BRIEF:
Find every line in the rows below that contains the word "tree" and copy each one. Case counts.

━━━

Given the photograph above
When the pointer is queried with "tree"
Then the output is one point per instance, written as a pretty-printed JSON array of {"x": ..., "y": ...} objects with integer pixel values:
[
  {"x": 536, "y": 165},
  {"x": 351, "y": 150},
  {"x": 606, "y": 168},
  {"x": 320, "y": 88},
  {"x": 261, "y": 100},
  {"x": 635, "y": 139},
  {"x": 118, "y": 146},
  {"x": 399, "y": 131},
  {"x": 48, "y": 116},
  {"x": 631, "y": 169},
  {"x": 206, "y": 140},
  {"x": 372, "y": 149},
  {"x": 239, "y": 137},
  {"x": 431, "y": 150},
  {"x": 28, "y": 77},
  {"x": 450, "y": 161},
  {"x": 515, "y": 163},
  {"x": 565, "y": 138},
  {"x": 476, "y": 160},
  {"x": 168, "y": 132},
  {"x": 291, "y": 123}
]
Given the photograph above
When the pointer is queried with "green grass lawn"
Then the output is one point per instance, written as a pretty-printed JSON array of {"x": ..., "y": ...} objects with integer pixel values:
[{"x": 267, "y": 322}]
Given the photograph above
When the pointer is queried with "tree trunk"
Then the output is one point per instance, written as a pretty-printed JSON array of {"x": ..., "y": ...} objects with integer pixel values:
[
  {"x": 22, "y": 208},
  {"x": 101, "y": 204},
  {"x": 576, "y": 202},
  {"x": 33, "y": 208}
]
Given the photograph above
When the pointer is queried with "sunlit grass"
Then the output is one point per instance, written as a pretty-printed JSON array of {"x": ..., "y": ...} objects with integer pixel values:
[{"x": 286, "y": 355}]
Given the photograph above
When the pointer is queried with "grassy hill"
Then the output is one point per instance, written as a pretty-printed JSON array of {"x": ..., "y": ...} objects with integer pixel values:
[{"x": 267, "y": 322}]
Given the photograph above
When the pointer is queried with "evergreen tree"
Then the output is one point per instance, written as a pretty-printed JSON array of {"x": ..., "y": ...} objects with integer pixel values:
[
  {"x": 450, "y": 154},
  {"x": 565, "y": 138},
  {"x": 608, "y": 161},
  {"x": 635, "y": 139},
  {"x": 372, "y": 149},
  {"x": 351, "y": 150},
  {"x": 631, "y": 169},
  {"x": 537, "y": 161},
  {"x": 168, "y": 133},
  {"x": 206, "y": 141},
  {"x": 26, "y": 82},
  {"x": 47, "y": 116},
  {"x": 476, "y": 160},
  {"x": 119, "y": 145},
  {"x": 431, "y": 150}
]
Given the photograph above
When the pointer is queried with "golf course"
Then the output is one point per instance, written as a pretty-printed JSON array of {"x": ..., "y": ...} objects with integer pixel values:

━━━

WRITTEN RESPONSE:
When the pointer is queried with "tree"
When the pointer is queried with "tree trunk"
When the pointer is queried with "evergreen tree"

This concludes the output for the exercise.